The task:
Quote each of the rows below word for word, leaving out the pictures.

Dataset excerpts:
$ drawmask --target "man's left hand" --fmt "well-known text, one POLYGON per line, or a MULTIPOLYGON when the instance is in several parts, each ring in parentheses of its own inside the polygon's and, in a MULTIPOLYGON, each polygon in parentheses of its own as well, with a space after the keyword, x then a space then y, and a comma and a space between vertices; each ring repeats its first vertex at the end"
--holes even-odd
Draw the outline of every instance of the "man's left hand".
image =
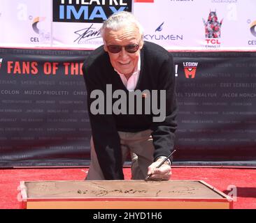
POLYGON ((152 174, 149 180, 169 180, 171 175, 171 168, 168 163, 164 163, 160 167, 157 167, 162 159, 158 159, 148 167, 148 175, 152 174))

Answer to this problem:
$ drawmask --target "man's left hand" --fmt "well-known text, one POLYGON per line, or a MULTIPOLYGON when the instance is in several parts, each ring in parentheses of its own inside the polygon's and, in a MULTIPOLYGON, each polygon in parentheses of its own as well, with a space after the keyword, x then a space then y, and a comma and a space between vertices; each ring repeats its first vertex at the end"
--holes even-odd
Draw the outline of every instance of the "man's left hand".
image =
POLYGON ((152 174, 149 180, 169 180, 171 175, 171 168, 168 163, 164 163, 160 167, 157 167, 162 159, 158 159, 148 167, 148 175, 152 174))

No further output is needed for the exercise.